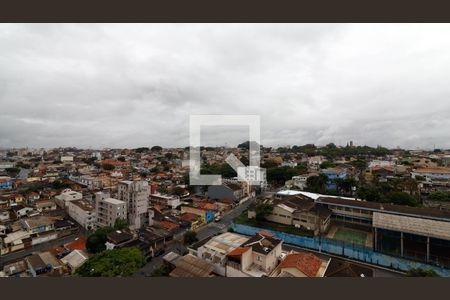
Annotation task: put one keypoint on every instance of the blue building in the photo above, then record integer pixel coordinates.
(332, 175)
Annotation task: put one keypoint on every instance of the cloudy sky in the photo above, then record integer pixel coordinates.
(130, 85)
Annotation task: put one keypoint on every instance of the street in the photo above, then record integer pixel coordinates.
(203, 232)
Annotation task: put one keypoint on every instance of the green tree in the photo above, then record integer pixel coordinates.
(108, 167)
(326, 164)
(418, 272)
(369, 192)
(123, 262)
(402, 198)
(344, 185)
(190, 237)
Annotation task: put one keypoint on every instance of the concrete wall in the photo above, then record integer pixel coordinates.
(360, 253)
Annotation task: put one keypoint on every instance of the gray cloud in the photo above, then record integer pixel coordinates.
(129, 85)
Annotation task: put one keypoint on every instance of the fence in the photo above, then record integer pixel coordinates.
(351, 251)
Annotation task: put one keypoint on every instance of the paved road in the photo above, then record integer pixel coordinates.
(202, 233)
(15, 256)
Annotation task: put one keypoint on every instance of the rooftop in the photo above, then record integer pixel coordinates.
(191, 266)
(307, 263)
(83, 204)
(113, 201)
(262, 244)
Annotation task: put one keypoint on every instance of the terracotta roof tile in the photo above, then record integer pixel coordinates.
(307, 263)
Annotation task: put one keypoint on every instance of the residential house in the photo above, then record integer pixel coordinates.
(74, 260)
(83, 212)
(229, 190)
(301, 264)
(215, 250)
(257, 257)
(191, 266)
(66, 196)
(108, 209)
(333, 174)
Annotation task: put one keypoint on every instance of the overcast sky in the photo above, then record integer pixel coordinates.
(130, 85)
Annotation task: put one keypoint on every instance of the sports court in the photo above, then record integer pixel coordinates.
(350, 235)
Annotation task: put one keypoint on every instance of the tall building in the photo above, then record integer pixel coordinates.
(136, 195)
(108, 209)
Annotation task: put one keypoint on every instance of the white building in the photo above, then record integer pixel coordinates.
(83, 212)
(216, 249)
(298, 182)
(68, 195)
(108, 209)
(66, 158)
(136, 195)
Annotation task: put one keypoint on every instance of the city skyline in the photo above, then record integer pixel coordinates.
(131, 85)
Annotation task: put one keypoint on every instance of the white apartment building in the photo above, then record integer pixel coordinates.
(108, 209)
(68, 195)
(136, 195)
(83, 212)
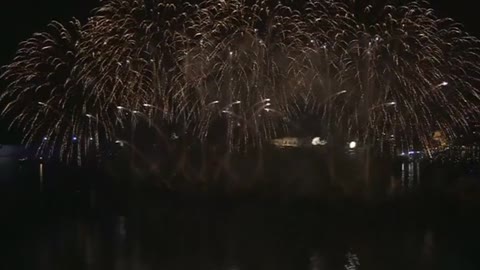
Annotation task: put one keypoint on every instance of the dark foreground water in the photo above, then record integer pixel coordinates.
(79, 228)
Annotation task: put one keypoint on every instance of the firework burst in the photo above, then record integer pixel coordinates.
(362, 70)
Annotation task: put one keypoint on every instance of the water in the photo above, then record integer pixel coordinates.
(77, 228)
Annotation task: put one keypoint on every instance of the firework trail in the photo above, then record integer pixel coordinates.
(363, 70)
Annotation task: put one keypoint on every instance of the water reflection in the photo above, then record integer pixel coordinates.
(232, 239)
(411, 175)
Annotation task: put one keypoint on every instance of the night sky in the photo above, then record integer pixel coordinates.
(20, 19)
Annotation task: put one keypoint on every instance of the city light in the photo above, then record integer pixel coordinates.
(318, 141)
(352, 145)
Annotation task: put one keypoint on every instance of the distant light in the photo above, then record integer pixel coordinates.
(352, 145)
(213, 102)
(318, 141)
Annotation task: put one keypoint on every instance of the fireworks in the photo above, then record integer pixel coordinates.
(363, 71)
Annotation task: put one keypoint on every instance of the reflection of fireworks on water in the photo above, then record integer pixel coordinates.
(361, 70)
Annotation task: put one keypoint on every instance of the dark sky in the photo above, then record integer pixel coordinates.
(20, 18)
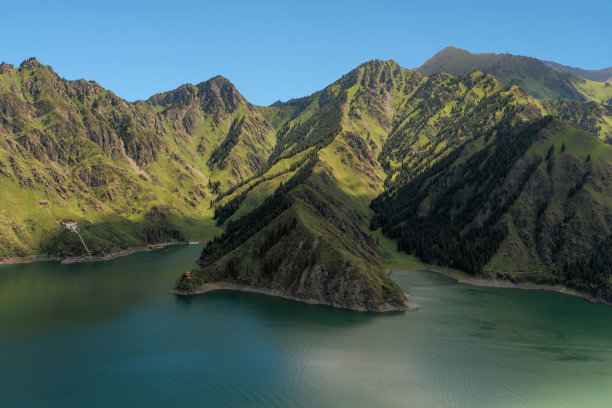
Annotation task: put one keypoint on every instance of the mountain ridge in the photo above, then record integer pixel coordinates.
(202, 163)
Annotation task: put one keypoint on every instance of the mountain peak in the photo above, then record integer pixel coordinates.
(31, 63)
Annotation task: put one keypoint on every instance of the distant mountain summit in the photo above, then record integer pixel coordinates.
(533, 75)
(597, 75)
(457, 160)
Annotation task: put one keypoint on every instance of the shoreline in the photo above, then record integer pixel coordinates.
(107, 257)
(462, 277)
(237, 287)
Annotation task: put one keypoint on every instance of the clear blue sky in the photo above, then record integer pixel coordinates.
(283, 49)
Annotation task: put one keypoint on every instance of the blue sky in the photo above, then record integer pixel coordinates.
(283, 49)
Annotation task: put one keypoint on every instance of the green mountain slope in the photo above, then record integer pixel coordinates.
(130, 174)
(458, 168)
(380, 125)
(529, 202)
(536, 77)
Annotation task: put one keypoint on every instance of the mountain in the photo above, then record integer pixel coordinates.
(459, 169)
(597, 75)
(534, 76)
(132, 173)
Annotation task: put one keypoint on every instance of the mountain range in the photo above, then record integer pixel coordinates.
(494, 164)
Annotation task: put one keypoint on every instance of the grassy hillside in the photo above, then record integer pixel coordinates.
(458, 170)
(521, 206)
(537, 77)
(531, 74)
(109, 164)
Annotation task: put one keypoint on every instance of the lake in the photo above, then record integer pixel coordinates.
(108, 334)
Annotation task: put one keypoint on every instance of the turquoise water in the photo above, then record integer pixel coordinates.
(109, 335)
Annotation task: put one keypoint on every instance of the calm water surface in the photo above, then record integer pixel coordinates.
(108, 334)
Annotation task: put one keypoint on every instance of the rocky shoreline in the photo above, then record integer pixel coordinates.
(216, 286)
(462, 277)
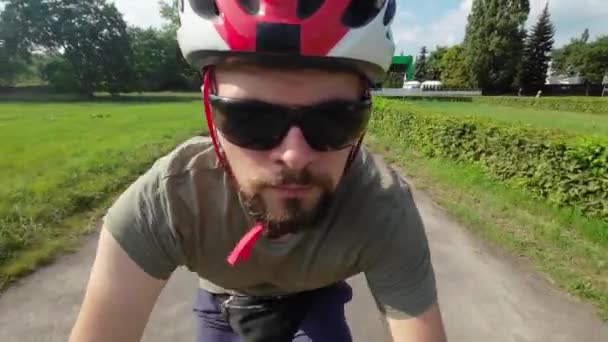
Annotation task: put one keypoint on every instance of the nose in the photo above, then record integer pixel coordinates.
(294, 151)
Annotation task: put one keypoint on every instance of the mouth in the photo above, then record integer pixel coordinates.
(292, 191)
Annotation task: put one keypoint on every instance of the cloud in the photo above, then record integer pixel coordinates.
(142, 13)
(569, 17)
(412, 32)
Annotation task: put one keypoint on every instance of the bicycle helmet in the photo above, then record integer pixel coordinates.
(354, 35)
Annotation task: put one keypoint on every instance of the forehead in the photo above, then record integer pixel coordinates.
(289, 87)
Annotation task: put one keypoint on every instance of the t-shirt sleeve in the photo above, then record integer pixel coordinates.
(140, 221)
(399, 273)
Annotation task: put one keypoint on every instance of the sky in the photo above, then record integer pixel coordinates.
(438, 22)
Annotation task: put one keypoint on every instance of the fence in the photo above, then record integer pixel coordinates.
(398, 92)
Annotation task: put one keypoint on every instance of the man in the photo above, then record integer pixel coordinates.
(281, 204)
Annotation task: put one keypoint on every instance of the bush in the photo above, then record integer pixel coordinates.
(566, 170)
(596, 105)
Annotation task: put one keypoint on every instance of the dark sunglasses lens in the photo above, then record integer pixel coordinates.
(249, 124)
(337, 126)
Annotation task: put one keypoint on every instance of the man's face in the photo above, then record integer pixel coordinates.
(291, 185)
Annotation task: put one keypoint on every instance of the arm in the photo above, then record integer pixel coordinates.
(119, 298)
(427, 327)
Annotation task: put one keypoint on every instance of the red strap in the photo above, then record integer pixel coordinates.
(244, 247)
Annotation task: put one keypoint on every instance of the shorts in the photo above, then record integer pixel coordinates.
(324, 322)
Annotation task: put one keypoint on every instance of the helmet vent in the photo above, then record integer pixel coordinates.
(250, 6)
(205, 8)
(361, 12)
(391, 10)
(306, 8)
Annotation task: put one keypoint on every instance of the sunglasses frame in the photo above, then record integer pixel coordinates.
(295, 116)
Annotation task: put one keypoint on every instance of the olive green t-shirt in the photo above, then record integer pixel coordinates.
(184, 212)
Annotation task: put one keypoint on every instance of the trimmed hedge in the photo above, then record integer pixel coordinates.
(595, 105)
(564, 169)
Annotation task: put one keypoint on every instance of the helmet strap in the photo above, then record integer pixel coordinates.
(209, 85)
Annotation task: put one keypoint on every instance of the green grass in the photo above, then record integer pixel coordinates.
(61, 161)
(583, 123)
(553, 240)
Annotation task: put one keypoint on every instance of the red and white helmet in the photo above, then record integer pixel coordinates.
(334, 34)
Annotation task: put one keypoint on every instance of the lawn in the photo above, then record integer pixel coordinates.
(584, 123)
(60, 160)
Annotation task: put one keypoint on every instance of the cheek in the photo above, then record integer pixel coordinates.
(333, 163)
(245, 164)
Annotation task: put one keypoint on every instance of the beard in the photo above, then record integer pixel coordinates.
(291, 215)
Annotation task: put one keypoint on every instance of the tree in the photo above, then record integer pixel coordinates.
(494, 42)
(537, 54)
(90, 36)
(589, 60)
(455, 72)
(435, 63)
(421, 69)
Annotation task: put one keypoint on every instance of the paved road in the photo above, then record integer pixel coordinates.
(485, 296)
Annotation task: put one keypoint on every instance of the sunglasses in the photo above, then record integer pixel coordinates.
(256, 125)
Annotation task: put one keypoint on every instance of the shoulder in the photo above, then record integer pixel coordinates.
(385, 189)
(195, 153)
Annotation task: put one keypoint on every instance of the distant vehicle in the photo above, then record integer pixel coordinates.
(411, 85)
(432, 85)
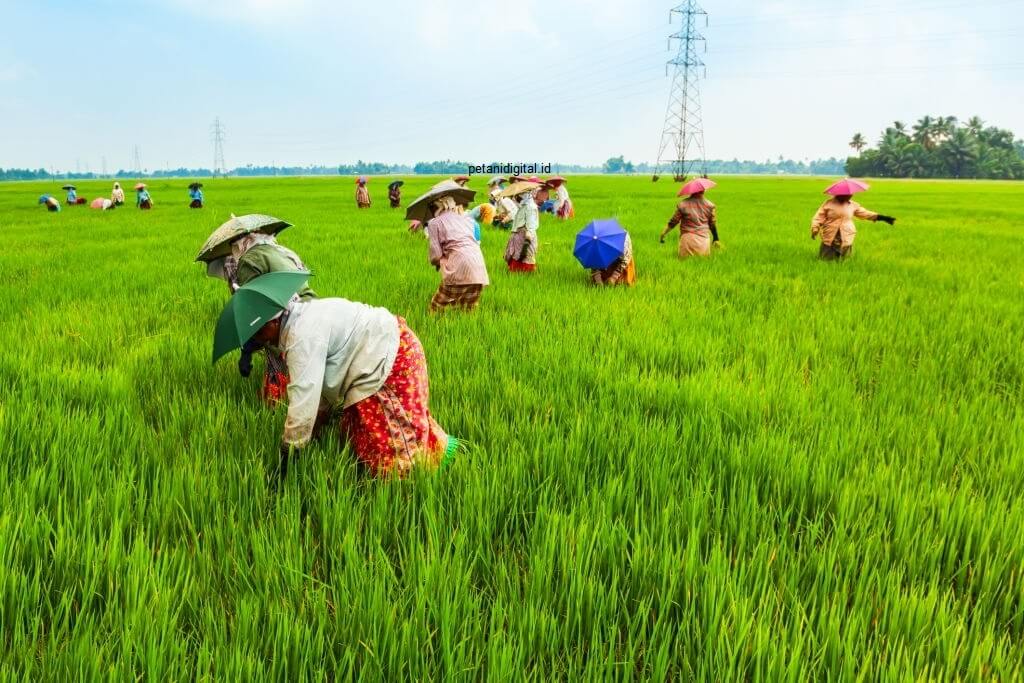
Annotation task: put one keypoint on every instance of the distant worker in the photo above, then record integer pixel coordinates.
(622, 271)
(697, 220)
(495, 187)
(562, 207)
(453, 249)
(361, 194)
(834, 221)
(347, 358)
(73, 198)
(51, 203)
(520, 253)
(394, 194)
(238, 252)
(142, 199)
(196, 195)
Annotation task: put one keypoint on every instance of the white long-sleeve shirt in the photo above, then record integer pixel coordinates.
(338, 352)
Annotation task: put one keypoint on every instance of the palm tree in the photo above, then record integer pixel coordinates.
(961, 154)
(924, 132)
(945, 127)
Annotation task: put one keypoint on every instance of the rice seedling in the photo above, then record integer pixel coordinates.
(756, 466)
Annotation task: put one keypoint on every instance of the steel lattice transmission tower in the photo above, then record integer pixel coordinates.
(682, 148)
(136, 161)
(217, 133)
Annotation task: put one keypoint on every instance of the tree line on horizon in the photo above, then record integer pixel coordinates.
(940, 147)
(615, 165)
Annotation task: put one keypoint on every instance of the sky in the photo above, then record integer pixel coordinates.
(302, 82)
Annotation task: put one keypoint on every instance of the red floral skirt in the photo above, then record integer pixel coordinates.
(392, 430)
(519, 266)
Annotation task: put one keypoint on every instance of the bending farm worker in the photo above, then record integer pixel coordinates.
(697, 220)
(73, 198)
(359, 365)
(361, 194)
(196, 195)
(834, 220)
(240, 251)
(622, 271)
(453, 248)
(142, 199)
(51, 203)
(520, 253)
(394, 194)
(562, 206)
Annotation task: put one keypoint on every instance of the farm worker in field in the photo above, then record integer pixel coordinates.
(697, 220)
(361, 194)
(834, 220)
(238, 252)
(520, 253)
(495, 187)
(358, 364)
(73, 197)
(50, 203)
(622, 271)
(196, 195)
(453, 248)
(562, 205)
(505, 211)
(394, 194)
(481, 215)
(142, 199)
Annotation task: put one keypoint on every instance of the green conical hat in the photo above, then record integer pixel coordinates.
(254, 305)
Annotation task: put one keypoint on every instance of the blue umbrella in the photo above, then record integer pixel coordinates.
(600, 244)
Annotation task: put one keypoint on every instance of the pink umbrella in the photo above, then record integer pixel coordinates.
(696, 185)
(847, 186)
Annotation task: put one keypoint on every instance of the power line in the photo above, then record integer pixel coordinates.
(682, 147)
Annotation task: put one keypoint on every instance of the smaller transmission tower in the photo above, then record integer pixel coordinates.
(217, 135)
(136, 161)
(682, 147)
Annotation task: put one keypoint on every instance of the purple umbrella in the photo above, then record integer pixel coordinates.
(600, 244)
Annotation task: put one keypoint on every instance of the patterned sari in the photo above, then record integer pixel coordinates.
(392, 430)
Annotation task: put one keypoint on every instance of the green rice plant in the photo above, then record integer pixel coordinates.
(756, 466)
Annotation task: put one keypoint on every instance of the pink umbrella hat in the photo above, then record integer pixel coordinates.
(696, 185)
(847, 186)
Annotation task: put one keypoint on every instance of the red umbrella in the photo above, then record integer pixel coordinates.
(847, 186)
(696, 185)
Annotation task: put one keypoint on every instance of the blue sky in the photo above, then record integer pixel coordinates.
(332, 81)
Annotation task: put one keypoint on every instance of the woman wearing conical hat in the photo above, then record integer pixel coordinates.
(696, 218)
(520, 253)
(834, 220)
(357, 365)
(361, 194)
(453, 249)
(238, 252)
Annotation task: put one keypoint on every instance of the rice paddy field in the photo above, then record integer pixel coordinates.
(757, 466)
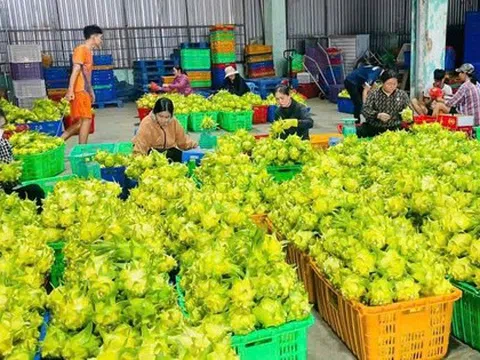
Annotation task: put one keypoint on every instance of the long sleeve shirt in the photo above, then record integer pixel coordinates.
(6, 154)
(467, 101)
(299, 112)
(151, 135)
(181, 84)
(379, 102)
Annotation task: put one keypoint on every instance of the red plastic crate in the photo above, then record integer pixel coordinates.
(260, 114)
(67, 122)
(448, 121)
(466, 129)
(421, 119)
(143, 112)
(261, 136)
(308, 90)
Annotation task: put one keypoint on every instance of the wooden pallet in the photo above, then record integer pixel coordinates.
(103, 104)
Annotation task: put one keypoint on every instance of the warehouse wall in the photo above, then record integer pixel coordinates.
(387, 21)
(133, 27)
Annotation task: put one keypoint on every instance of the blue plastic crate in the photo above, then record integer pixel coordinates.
(345, 106)
(115, 174)
(57, 84)
(43, 334)
(263, 64)
(198, 153)
(56, 73)
(102, 60)
(105, 95)
(407, 56)
(266, 82)
(197, 45)
(145, 64)
(103, 77)
(53, 128)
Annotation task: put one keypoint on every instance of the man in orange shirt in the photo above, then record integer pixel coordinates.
(80, 91)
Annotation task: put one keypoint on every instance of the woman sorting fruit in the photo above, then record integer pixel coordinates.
(297, 116)
(234, 83)
(161, 131)
(32, 192)
(180, 84)
(383, 107)
(466, 100)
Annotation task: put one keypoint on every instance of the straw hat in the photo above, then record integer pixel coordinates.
(230, 70)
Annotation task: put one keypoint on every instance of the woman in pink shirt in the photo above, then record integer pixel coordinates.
(180, 84)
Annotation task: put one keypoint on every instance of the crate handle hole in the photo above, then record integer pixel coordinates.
(259, 342)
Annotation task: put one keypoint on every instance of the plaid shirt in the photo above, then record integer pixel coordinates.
(467, 101)
(379, 102)
(5, 151)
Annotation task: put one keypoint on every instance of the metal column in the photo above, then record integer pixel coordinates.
(429, 33)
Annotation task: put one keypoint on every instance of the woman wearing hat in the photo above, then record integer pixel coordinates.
(234, 83)
(466, 101)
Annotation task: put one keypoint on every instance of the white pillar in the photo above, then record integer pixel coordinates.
(429, 33)
(275, 20)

▶ [TASK TO CARRY OUT]: The requested output is the line holding "of the warehouse" and every line after it up to the last line of the listing, exactly, with nothing else.

▶ [RESULT FOR THIS TASK]:
Annotation task: put one keypoint on every instance of the warehouse wall in the photo above, then record integer pixel coordinates.
(387, 21)
(133, 27)
Annotation task: put one keypoint on every instance of the blue plastic crate in the photo above, then record integer pixel coordinates.
(345, 106)
(115, 174)
(57, 84)
(43, 334)
(263, 64)
(198, 153)
(56, 73)
(102, 60)
(105, 95)
(407, 56)
(266, 82)
(197, 45)
(145, 64)
(103, 77)
(53, 128)
Annotation task: put one keypoint on every instance of the man in orange shirt in the photo above, then record integer pixel coordinates.
(80, 91)
Annotation task: put one keypoint on every instance of the woman sorting fruit in the photo above, then record integer pixel coordinates.
(297, 116)
(234, 83)
(161, 131)
(32, 192)
(180, 84)
(383, 107)
(466, 100)
Annotation task: put one keypoint on every instance of the straw hat in the photo above, then record integer pixel coordinates.
(230, 70)
Annotation task: put one keypoint on every instance of the woman in pink shirt in the photo above, then record integer pixel coordinates.
(180, 84)
Annotation task: put one keypoint on every instance of the crate handle hole in the photo above, then record integer pixel coordinates.
(259, 342)
Annotation task: put one keypoint on every instance of the plaid shirt in the photo above, then record integer pixel coordinates.
(467, 101)
(379, 102)
(5, 151)
Annotation task: put one keypoint on every instance of the metal column in the photo above, then record integer pixel coordinates.
(429, 33)
Annotation task: put one keypoint on every instance of the woman wearing hat in the photo above, then record integer pixel coordinates.
(234, 83)
(466, 101)
Annotation task: put one keypoint on every instance of the white pillar in the photo above, then record integer pixel coordinates.
(429, 33)
(275, 20)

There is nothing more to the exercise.